_The problem:_ Pick out every line in the items below that contains the word "muzzle", and copy each one in full.

_Record excerpts:_

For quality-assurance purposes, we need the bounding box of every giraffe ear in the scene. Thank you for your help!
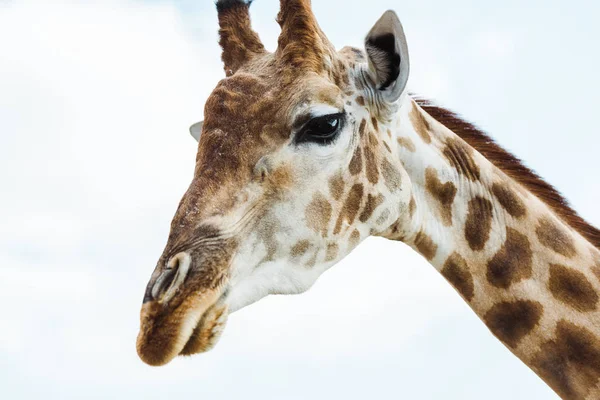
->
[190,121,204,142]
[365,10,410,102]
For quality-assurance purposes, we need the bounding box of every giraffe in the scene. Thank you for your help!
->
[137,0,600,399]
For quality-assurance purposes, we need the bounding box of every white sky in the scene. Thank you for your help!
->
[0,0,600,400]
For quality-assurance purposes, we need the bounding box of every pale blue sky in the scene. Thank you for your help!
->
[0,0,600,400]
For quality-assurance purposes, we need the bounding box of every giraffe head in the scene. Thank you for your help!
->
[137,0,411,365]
...
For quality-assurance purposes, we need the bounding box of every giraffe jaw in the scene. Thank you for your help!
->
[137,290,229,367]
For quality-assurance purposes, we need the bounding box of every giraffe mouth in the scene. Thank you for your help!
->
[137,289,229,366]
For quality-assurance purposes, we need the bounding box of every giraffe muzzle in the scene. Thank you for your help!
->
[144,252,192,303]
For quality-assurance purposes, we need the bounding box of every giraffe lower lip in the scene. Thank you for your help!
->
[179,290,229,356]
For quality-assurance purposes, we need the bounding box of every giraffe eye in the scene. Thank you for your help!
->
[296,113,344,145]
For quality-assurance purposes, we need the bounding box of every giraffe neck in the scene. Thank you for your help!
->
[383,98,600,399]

_Solution to this problem:_
For quality-assurance purposes, we need the bounding box of every giraffe muzzle in the scene. Thank you for your help!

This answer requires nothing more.